_Aim_.
Give every line of the entries below as a JSON list of strings, one string per line, with blank lines left out.

----

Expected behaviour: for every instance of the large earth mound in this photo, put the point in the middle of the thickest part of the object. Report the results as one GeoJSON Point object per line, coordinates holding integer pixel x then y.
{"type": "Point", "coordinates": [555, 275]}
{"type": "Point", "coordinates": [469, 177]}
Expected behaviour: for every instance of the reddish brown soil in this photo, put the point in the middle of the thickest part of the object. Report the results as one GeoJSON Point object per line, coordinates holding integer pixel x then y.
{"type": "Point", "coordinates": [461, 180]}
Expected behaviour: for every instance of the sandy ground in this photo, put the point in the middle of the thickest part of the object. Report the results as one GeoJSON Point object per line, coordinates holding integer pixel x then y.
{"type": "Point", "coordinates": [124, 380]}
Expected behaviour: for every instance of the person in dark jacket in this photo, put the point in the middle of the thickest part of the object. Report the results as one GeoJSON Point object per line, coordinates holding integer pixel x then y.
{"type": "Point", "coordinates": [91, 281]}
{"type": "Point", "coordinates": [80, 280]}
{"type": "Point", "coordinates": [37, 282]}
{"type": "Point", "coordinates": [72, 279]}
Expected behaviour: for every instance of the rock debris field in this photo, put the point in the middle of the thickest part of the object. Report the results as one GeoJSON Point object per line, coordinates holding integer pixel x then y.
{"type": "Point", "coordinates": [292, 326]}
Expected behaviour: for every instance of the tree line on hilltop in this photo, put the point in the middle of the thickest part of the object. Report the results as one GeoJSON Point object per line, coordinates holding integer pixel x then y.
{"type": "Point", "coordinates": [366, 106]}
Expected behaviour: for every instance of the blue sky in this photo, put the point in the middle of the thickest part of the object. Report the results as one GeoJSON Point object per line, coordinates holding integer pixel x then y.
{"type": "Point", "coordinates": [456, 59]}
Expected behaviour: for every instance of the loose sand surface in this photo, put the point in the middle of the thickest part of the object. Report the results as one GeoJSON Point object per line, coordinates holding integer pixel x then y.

----

_Problem solution_.
[
  "Expected behaviour: for every instance of the large earth mound in this photo, put the point in the middle of the thickest part of the object. Report the results as one GeoJSON Point object per line, coordinates holding integer pixel x then y.",
  "{\"type\": \"Point\", \"coordinates\": [555, 275]}",
  "{\"type\": \"Point\", \"coordinates\": [469, 177]}",
  "Expected behaviour: for every instance of the reddish brown soil in this photo, put the point in the middle of the thickest part of the object. Report the results as one GeoJSON Point object per line, coordinates holding integer pixel x then y.",
  "{\"type\": \"Point\", \"coordinates\": [461, 180]}",
  "Expected behaviour: for every instance of the sandy ground in this photo, put the point in the middle of the thickest part of the object. Report the results as one GeoJSON Point object per line, coordinates holding integer pixel x then y.",
  "{\"type\": \"Point\", \"coordinates\": [124, 380]}",
  "Expected behaviour: for every instance of the person in dark jacket in this photo, put the point in the middle of the thickest part of the object. Report the results as one GeoJSON Point object per line, coordinates holding integer pixel x then y.",
  "{\"type\": \"Point\", \"coordinates\": [91, 281]}",
  "{\"type\": \"Point\", \"coordinates\": [80, 280]}",
  "{\"type\": \"Point\", \"coordinates\": [37, 282]}",
  "{\"type\": \"Point\", \"coordinates\": [72, 279]}",
  "Expected behaviour: for every instance of the rock debris field in this photo, put the point in the middle of the thickest part of the object. Report the results as one GeoJSON Point object per line, coordinates holding integer pixel x then y.",
  "{\"type\": \"Point\", \"coordinates\": [292, 326]}",
  "Expected behaviour: for every instance of the tree line on hilltop in this photo, put the point in the middle of the thickest part of the object. Report the results as one GeoJSON Point object per line, coordinates holding integer pixel x then y.",
  "{\"type\": \"Point\", \"coordinates\": [366, 106]}",
  "Expected behaviour: for every instance of the blue sky in this photo, put the point in the middle of the thickest part of the object. Report the results as one GeoJSON Point object per line, coordinates holding integer pixel x then y.",
  "{\"type\": \"Point\", \"coordinates\": [456, 59]}",
  "Expected behaviour: for every instance of the loose sand surface in this photo, put the point in the middle of the thickest part of the object. Report the results as one GeoJSON Point object per line, coordinates holding integer pixel x then y."
]